• _Page_:
En español | Imagine John Lennon at 80. The smart Beatle, the funny one, the Liverpool lad whom young guys wanted to be and moms worried about. Forty years after his death at age 40, we mark the date and celebrate the musical genius who gave peace a chance.
I remember painting a house when I was 15 years old and the radio was always on. We were used to the Four Seasons and the Beach Boys, and all of a sudden we hear, “She loves you, yeah, yeah, yeah!” and, “I wanna hold your ha-a-a-and.” These Beatles songs were different than anything we'd ever heard. I'm not kidding when I say it changed our whole direction in life. My three best friends and I instantly said, we need to start a band! John, Paul, George and Ringo — they basically started every band you hear today.
John and I became great friends later on, even though we were polar opposites. He was outspoken and loved politics. I loved horror and comedy and thought music should be an escape from current events. But what fun we had. We were like two midnight vampires at clubs like Max's Kansas City in New York and the Rainbow in L.A. Harry Nilsson would be there, too, and Micky Dolenz from the Monkees, and Bernie Taupin, but John was the most electric, the most fascinating, the James Dean of rock. The one unwritten rule we had tells you what an interesting musician John was: We never talked about music!

• _Exercise requirements_:
**a.** List every band named in the John Lennon tribute.
**b.** Write the next part of the John Lennon tribute, picking up right after its final paragraph.
The material that comes after this has no connection to the John Lennon tribute.

• _Extracted records_:

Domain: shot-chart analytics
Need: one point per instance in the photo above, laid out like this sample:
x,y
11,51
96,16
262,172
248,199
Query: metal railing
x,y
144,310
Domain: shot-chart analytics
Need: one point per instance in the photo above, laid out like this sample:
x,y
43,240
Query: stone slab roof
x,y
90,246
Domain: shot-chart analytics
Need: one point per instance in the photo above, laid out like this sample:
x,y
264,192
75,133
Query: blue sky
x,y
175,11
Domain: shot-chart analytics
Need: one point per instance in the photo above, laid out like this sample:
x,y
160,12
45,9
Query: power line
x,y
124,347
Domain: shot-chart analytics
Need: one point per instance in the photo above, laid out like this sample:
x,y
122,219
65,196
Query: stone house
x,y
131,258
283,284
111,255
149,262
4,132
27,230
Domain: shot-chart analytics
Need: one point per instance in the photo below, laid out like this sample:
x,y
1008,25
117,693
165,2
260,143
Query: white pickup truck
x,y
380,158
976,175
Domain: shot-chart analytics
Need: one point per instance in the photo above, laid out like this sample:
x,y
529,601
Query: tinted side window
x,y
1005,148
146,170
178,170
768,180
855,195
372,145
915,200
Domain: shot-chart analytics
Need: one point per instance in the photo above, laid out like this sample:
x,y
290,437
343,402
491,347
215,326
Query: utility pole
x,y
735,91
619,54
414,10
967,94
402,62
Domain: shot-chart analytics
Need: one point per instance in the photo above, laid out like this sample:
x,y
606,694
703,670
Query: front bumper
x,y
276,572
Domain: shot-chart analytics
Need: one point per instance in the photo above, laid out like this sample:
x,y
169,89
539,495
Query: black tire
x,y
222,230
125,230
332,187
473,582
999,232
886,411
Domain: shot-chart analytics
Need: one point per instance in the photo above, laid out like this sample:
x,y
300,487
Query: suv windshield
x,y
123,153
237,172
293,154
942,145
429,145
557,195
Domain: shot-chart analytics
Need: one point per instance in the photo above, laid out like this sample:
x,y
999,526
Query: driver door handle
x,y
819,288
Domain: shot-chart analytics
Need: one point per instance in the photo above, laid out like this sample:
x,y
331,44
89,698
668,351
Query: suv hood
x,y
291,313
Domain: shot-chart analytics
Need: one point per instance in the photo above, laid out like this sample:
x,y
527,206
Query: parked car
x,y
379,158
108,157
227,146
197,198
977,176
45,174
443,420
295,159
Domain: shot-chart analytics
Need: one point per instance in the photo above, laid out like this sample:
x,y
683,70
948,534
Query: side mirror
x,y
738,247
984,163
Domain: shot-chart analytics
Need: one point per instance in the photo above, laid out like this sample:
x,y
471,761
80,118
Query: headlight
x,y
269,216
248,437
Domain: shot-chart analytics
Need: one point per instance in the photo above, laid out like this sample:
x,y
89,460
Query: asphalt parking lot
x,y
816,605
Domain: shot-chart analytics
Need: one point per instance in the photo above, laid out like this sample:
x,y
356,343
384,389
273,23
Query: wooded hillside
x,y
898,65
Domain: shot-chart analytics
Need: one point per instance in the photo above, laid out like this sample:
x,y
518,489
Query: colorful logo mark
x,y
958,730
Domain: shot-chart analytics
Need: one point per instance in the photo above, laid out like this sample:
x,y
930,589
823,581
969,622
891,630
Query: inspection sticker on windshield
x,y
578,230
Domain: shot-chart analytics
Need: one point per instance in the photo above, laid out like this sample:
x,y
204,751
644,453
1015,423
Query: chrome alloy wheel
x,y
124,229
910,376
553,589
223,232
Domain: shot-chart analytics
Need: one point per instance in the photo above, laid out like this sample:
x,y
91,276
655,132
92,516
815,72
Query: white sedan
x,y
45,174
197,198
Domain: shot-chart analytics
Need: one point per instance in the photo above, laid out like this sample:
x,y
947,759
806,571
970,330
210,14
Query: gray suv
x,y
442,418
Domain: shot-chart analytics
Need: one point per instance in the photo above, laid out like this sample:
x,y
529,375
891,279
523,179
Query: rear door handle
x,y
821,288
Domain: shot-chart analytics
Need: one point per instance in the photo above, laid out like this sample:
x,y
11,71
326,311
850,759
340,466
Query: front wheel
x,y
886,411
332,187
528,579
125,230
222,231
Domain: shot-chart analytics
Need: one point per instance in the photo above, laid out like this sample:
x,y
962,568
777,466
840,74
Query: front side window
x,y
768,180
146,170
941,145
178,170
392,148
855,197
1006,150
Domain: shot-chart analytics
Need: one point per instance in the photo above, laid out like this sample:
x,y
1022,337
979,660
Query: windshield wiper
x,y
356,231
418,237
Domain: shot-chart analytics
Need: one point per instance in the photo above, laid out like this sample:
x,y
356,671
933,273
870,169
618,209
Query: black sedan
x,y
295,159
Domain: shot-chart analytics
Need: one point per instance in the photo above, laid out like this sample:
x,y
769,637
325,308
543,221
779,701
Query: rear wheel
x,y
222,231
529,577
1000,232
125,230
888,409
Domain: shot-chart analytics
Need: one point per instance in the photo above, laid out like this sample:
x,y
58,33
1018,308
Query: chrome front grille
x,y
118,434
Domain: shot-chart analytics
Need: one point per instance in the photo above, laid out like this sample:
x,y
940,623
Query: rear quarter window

...

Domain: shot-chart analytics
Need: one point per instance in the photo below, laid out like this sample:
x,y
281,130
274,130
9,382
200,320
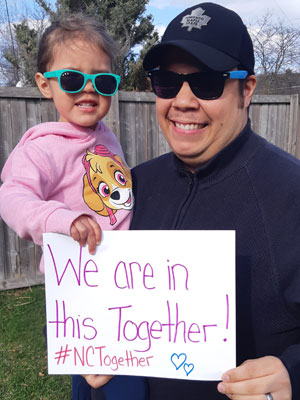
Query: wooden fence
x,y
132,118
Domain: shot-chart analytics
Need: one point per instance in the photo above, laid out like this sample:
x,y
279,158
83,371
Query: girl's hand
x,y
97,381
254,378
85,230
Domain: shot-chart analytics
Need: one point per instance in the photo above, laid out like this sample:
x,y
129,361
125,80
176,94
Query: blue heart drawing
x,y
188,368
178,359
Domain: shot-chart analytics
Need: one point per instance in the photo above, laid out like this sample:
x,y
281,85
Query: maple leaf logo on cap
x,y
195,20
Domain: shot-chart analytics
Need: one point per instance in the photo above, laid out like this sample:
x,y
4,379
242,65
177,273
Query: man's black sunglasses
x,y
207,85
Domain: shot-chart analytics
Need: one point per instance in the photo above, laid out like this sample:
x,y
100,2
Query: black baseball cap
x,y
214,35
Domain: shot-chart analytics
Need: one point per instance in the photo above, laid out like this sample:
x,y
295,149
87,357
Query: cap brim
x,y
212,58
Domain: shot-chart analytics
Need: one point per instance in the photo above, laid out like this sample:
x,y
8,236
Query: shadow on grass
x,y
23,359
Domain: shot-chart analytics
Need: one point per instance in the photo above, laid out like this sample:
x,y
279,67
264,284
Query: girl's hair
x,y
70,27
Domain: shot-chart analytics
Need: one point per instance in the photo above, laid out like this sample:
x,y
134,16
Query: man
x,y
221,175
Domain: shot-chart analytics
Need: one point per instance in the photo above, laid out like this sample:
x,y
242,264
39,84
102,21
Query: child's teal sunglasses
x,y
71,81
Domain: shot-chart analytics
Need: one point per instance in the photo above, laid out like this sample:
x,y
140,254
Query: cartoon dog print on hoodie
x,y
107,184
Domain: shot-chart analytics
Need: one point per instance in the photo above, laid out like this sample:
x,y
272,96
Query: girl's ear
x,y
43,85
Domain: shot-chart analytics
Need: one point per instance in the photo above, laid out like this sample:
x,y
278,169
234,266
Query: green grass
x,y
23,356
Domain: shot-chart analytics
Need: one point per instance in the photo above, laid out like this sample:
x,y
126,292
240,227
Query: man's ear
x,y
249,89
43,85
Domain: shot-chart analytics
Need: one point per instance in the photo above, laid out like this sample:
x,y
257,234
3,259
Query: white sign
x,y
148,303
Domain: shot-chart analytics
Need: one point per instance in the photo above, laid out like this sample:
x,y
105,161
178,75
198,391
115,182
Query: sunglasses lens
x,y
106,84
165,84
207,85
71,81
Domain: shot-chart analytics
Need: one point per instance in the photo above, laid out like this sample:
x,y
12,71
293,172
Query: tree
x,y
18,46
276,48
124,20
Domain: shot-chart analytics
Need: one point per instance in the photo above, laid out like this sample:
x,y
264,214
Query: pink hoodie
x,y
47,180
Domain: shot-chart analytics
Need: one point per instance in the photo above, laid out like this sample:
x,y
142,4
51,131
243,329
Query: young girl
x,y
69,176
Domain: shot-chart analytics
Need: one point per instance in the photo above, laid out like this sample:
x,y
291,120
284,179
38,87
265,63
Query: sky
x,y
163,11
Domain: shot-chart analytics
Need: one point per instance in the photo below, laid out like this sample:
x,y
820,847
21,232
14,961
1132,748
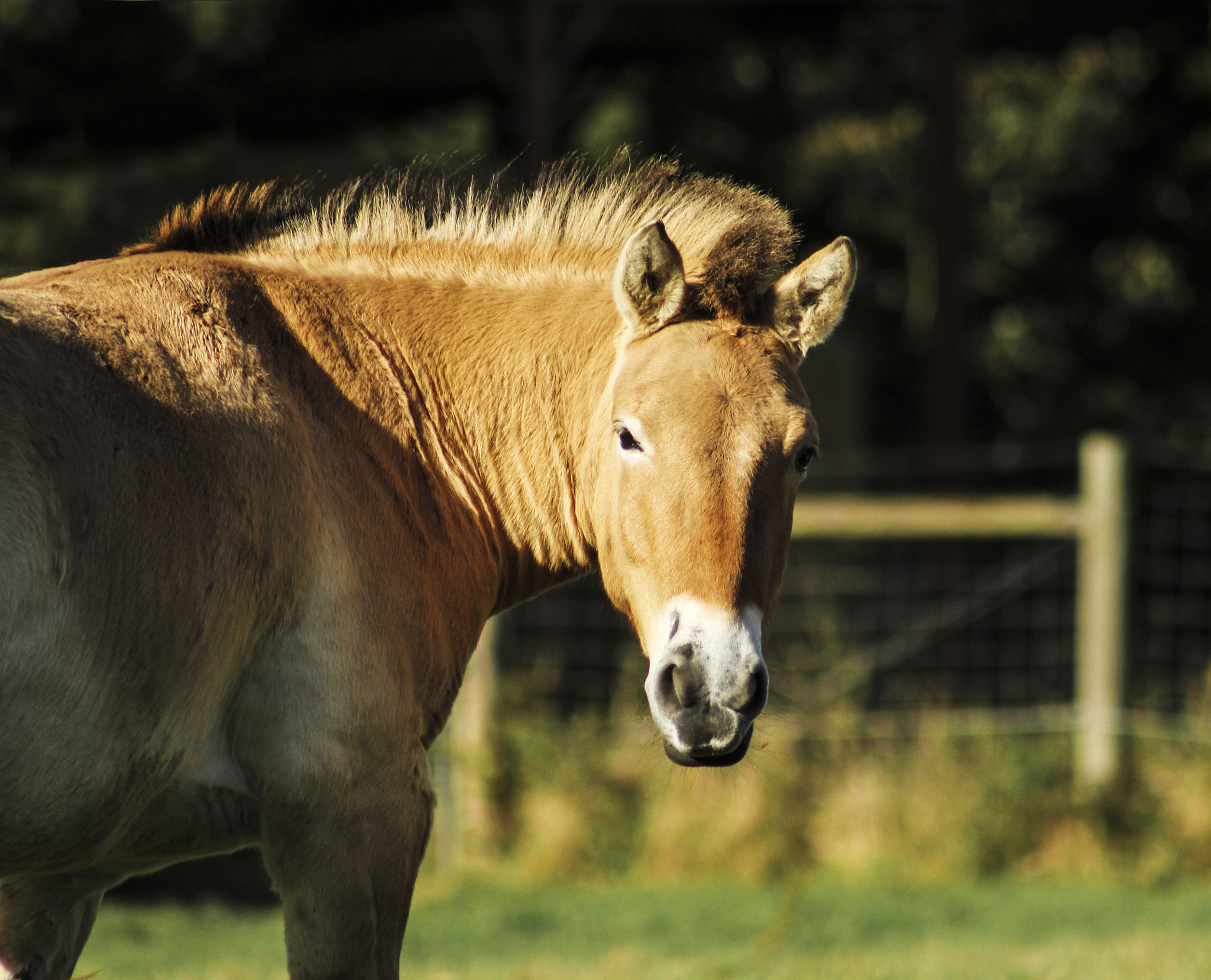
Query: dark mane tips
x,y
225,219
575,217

--

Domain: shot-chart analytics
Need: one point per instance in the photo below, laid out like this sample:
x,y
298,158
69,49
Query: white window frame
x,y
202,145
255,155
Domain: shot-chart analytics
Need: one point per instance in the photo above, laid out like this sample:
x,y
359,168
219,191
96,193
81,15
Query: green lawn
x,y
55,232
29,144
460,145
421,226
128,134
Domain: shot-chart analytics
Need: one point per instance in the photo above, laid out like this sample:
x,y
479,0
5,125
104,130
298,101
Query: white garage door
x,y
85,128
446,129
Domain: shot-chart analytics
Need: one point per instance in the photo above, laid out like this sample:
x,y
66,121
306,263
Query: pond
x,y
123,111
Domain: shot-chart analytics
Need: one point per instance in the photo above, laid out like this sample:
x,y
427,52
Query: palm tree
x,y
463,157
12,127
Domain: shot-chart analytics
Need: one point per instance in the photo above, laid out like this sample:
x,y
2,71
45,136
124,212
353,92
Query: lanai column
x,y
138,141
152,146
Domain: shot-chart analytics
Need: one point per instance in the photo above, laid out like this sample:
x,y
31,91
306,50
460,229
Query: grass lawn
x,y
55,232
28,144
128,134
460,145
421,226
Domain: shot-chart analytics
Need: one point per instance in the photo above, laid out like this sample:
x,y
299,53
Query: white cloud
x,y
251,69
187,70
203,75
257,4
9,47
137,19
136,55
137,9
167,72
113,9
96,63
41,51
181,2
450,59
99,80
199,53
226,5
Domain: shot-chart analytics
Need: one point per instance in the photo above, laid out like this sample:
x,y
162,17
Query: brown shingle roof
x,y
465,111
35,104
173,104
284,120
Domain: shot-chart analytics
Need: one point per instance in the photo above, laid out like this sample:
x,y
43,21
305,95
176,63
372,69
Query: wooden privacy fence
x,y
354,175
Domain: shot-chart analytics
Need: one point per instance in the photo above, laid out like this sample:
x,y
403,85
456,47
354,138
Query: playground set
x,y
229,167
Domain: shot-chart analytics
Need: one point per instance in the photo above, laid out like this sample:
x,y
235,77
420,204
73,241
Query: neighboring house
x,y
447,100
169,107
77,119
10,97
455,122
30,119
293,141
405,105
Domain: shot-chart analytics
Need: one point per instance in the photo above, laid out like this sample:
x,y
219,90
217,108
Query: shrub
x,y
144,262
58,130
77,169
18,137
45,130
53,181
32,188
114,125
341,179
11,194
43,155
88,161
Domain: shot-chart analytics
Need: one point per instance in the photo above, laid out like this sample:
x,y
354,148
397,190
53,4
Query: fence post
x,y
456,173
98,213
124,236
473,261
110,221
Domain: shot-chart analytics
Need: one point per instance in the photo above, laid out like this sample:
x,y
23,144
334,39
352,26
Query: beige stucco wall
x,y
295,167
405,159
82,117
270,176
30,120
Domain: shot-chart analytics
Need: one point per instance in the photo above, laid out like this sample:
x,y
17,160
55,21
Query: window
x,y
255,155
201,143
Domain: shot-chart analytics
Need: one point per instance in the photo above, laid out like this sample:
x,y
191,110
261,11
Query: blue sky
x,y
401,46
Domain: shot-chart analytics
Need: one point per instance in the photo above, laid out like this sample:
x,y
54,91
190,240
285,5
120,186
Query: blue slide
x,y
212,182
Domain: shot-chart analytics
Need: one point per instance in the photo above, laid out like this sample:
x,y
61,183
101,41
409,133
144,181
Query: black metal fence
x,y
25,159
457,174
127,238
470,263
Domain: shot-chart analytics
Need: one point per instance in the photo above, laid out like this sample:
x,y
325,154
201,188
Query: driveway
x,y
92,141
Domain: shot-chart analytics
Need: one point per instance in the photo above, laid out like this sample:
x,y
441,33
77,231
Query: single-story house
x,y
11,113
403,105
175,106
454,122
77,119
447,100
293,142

• _Written responses_:
**a.** The Four Seasons, the Beach Boys, the Beatles, the Monkees

**b.**
The day he died I had the house at the top of Benedict Canyon in L.A. My next-door neighbor was Elton John. I had one of those early big-screen TVs, and some guys from my band were writing a song with me when the news came on. John Lennon is dead. I swear, there was like a vacuum in the room. Everybody just got up and left and didn't say a word. Honestly it was like your parents dying. Like, “Hey, your mom and dad just got killed in a plane crash.” You couldn't digest it.
The next day, almost every musician I knew started carrying a piece. I had a little .22-caliber Walther PPK, and everybody had some sort of weapon just in case. We didn't know if John's death was part of a conspiracy or what. Because, gosh, if they could get John Lennon, the high priest of rock ‘n’ roll, they could get any of us. Our innocence was gone. The loss was irreplaceable. That was the day the music died.
If you look on YouTube you'll find the NBC special on John Lennon I anchored that week. Professional Jane was really trying to hold it together, but the girl inside me was losing it. I remember on the Today show the morning after John died, Tom Brokaw and I ended with an extended montage under the song “Imagine.” The second we wrapped, I started sobbing. An AP photographer captured the moment — me with my head in my hands, Tom looking like he didn't know what to do when a woman is crying.
I was in eighth grade when I saw the Beatles at the Indiana Fairgrounds Coliseum, though I couldn't actually see or hear them. I was in the back of the rafters and the screaming was nonstop. The day John died, I felt my youth had been put in a box and that box was closed. The generational attachment was that profound.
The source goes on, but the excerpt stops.